Task:
In the entries that follow, find each line with the word "clicks" and copy it.

Data provided:
[Start of section]
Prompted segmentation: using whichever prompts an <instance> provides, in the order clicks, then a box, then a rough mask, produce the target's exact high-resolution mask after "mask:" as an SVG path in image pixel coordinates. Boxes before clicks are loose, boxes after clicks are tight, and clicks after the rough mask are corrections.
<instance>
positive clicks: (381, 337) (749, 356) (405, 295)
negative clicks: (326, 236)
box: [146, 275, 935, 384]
[End of section]
Solution below:
Prompted segmentation: using whichever prompts an <instance> provides, in the order clicks, then a box, then a rough mask, produce the target's exact high-resolution mask after "mask:" as an SVG path in image pixel coordinates. Boxes before clicks are loose, boxes after clicks are tight, and clicks after the rough mask are corrections.
positive clicks: (381, 337) (749, 356) (405, 295)
negative clicks: (326, 236)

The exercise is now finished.